━━━ Data to use ━━━
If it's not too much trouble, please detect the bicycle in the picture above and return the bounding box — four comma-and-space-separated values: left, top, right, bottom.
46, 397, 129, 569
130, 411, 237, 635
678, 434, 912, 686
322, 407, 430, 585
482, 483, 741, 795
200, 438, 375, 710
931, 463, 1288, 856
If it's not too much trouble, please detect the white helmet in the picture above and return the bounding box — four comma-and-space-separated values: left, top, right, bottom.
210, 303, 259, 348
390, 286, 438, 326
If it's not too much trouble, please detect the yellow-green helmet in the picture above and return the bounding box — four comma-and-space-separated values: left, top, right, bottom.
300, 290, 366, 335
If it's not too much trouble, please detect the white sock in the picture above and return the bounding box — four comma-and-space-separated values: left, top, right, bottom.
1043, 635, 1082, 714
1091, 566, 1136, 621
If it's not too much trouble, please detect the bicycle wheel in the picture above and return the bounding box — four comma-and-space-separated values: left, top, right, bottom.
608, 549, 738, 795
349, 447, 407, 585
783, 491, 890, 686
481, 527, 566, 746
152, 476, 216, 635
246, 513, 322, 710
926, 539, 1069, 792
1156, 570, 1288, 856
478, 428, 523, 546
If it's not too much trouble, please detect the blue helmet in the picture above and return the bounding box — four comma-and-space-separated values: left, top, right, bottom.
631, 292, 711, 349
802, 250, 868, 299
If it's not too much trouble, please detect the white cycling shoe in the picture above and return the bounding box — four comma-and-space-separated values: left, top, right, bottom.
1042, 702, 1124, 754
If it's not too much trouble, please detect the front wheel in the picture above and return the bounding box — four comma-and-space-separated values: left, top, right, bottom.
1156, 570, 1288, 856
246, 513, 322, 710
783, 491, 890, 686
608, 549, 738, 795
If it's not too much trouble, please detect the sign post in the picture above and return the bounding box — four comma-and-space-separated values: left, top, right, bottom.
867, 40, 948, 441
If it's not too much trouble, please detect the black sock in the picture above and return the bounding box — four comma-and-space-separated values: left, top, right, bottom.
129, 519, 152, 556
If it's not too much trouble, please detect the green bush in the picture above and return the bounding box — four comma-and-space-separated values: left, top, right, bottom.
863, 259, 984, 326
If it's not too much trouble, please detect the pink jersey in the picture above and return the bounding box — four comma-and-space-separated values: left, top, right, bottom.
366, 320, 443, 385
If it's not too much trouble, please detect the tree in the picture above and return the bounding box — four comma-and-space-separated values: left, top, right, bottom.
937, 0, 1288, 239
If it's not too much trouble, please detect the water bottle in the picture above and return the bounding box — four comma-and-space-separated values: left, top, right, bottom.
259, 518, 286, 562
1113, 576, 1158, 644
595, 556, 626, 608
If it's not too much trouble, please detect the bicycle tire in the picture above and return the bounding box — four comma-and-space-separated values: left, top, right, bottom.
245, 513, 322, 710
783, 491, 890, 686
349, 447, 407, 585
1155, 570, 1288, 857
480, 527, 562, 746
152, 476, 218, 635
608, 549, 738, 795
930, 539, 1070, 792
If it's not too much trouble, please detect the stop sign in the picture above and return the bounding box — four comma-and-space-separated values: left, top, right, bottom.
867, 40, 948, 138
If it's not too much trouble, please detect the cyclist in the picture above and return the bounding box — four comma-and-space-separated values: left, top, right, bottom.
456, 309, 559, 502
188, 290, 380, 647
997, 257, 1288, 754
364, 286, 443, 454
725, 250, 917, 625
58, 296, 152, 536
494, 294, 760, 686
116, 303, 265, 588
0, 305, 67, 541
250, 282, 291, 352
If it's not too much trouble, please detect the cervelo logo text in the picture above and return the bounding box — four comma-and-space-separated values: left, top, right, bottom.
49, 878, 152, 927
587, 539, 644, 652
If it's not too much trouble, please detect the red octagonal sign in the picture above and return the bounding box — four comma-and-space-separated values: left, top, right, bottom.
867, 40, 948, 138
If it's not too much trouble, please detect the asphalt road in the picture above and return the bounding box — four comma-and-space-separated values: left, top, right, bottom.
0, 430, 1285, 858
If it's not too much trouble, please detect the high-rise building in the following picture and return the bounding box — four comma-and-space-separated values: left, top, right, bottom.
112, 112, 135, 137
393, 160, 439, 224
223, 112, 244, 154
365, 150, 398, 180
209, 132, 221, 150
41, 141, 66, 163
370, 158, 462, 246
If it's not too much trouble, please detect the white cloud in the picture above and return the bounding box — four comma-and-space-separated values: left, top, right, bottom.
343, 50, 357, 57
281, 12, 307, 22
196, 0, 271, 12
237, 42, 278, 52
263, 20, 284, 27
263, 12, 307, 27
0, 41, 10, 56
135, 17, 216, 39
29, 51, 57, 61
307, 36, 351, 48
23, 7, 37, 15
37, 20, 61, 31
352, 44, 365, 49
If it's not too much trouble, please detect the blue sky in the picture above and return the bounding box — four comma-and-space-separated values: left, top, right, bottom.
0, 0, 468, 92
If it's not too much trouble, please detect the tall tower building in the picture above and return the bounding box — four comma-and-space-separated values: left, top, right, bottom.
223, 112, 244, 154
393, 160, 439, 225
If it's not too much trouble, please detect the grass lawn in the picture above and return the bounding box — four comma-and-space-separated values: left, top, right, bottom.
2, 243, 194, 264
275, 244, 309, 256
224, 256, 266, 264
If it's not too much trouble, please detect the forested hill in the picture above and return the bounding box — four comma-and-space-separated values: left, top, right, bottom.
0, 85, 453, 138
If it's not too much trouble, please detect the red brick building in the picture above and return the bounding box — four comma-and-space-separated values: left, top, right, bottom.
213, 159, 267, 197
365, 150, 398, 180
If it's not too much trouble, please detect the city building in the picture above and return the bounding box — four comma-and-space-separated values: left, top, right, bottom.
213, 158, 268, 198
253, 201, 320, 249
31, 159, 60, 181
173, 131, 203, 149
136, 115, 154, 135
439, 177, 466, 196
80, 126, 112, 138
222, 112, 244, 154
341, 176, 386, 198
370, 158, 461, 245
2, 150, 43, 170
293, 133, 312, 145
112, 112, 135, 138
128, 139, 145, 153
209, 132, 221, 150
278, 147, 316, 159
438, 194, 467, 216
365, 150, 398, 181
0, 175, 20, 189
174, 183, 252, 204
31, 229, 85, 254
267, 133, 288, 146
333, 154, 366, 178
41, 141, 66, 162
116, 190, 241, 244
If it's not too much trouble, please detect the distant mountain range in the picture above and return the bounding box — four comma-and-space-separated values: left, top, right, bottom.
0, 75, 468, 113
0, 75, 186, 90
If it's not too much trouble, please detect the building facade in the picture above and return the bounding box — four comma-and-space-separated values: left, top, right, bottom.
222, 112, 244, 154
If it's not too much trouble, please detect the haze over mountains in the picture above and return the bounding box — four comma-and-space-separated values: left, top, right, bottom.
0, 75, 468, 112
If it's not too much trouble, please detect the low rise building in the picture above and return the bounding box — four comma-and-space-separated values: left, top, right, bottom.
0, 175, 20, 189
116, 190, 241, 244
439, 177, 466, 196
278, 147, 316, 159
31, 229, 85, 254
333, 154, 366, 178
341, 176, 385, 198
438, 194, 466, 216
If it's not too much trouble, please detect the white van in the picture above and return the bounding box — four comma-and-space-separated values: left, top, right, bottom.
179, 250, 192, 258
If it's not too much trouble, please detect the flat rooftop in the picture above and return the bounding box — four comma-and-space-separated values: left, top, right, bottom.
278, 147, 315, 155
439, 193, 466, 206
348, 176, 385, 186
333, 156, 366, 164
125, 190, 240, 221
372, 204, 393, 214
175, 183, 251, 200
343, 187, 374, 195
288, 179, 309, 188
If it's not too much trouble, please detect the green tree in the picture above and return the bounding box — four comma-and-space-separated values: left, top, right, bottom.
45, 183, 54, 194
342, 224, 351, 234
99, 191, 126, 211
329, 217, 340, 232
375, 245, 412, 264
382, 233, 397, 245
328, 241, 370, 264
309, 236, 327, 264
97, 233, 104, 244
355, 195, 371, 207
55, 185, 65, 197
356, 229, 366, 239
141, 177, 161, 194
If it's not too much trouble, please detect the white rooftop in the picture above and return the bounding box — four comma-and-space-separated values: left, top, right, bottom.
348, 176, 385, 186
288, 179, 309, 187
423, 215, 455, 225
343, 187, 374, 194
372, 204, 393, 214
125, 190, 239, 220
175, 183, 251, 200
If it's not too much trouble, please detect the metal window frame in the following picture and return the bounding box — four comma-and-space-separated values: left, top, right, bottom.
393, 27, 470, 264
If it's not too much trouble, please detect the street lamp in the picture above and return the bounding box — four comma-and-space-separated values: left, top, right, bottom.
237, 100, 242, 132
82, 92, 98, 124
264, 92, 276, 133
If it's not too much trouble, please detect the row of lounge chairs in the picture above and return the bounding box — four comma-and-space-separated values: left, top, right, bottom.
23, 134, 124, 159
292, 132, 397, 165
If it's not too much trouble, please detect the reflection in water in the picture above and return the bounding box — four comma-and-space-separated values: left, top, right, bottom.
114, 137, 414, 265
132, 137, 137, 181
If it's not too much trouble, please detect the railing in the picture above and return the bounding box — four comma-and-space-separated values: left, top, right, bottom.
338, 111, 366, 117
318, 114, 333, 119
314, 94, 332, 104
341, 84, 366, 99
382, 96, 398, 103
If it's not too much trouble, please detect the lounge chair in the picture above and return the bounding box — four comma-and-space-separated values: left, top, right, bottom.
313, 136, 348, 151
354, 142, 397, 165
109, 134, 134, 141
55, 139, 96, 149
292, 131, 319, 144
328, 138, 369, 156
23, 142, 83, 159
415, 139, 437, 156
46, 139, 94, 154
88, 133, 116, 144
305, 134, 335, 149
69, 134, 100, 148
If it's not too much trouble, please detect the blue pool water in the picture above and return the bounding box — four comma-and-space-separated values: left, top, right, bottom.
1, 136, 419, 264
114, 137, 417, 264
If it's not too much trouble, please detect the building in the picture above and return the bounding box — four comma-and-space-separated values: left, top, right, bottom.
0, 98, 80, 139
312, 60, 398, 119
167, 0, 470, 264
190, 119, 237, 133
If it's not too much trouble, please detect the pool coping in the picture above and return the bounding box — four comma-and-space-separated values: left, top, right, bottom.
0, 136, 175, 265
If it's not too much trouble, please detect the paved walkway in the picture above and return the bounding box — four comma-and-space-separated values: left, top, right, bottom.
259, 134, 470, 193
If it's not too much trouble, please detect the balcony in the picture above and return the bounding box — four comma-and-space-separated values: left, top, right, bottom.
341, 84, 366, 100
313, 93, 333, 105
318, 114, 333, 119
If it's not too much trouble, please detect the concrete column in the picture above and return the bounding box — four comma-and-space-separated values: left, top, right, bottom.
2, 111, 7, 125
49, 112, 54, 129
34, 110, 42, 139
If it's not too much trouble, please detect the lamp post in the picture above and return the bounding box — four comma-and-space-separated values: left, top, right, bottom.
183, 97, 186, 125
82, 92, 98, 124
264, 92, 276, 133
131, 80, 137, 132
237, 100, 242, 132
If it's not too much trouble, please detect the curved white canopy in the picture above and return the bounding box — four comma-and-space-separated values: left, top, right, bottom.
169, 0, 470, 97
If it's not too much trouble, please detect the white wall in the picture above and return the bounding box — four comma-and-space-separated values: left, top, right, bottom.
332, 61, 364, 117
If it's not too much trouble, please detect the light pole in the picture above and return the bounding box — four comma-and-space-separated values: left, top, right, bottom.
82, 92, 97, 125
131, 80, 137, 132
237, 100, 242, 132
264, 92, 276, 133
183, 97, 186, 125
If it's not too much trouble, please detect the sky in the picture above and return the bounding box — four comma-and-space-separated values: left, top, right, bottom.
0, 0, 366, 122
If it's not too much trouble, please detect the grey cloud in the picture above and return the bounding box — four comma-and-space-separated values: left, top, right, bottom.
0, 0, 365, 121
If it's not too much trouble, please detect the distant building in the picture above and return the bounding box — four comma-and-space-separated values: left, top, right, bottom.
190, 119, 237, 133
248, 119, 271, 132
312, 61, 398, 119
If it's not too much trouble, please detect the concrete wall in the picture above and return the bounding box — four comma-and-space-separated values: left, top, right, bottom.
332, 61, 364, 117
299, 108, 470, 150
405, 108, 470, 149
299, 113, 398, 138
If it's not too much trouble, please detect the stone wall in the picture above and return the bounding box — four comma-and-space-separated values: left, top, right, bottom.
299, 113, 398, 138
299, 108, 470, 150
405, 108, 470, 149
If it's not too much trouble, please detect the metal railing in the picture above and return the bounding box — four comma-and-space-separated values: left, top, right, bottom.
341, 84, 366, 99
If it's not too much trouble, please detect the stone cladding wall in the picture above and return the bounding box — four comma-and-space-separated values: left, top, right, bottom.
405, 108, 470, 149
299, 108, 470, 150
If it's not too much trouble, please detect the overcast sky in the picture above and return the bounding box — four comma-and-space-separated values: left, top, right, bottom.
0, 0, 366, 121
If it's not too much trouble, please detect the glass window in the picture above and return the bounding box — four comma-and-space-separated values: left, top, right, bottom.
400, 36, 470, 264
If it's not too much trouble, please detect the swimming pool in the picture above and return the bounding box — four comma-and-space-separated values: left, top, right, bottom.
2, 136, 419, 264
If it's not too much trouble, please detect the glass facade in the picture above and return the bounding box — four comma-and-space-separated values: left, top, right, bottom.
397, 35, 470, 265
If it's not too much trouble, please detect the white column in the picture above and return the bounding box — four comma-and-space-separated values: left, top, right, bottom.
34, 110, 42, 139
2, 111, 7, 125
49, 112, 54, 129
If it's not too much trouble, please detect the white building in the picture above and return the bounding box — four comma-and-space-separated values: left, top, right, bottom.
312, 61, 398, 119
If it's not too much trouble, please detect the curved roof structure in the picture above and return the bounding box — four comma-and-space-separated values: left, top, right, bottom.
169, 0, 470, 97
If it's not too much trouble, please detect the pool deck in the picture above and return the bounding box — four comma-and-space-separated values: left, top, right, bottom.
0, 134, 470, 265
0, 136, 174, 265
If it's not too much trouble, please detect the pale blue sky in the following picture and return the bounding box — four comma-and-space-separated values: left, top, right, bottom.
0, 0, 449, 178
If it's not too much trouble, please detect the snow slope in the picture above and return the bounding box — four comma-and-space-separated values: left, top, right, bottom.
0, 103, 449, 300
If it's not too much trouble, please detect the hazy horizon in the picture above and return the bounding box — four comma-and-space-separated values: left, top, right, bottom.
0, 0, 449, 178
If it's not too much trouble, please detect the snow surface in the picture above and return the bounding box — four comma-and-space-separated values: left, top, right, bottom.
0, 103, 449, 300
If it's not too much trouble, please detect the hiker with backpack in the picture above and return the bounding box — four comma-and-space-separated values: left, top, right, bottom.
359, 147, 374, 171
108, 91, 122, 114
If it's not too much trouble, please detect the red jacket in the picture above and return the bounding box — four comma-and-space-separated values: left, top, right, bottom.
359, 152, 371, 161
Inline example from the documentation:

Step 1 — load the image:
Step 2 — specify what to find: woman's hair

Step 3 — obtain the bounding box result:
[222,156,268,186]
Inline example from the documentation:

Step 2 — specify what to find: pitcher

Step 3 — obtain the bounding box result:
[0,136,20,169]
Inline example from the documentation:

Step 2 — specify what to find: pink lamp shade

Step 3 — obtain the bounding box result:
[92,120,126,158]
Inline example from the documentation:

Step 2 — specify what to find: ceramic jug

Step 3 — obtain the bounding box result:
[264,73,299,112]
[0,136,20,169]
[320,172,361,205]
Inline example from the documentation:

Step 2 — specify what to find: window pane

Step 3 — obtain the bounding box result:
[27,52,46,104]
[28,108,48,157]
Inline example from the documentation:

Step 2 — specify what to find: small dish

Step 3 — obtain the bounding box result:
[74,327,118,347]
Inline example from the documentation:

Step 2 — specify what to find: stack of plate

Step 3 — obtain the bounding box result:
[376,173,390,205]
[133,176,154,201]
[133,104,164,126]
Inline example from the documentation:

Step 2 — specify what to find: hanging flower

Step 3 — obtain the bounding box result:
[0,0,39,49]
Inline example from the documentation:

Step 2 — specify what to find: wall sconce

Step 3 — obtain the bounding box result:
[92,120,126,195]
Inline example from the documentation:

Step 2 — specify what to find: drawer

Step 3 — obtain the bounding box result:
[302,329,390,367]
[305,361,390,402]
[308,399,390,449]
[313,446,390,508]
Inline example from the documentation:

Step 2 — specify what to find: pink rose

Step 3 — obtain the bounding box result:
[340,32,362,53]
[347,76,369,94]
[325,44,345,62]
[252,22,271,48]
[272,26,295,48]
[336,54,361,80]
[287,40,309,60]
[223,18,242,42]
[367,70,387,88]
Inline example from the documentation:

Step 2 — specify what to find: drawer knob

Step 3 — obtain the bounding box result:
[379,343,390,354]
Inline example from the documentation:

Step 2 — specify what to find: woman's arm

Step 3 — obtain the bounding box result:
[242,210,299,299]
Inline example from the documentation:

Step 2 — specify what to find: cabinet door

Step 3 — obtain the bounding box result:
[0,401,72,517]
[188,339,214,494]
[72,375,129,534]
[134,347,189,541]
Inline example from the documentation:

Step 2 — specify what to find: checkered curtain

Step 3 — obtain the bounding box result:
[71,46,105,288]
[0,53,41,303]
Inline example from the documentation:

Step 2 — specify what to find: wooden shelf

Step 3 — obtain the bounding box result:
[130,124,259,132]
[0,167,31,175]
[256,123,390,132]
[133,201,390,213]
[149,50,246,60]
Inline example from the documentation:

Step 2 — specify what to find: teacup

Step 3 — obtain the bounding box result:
━━━
> What to produce
Please extract every line of the records above that contains the string "lamp".

> Answer to the problem
If it's not too much trouble, please detect the street lamp in the picture above and return the bounding box — four comma-and-space-separated values: left, top, right, bottom.
If it's not too much trouble, please detect the lamp post in the picture above and return the bounding box — four comma-and-space-separated values: left, top, right, bottom.
Step 2 — specify what to find: pink lamp shade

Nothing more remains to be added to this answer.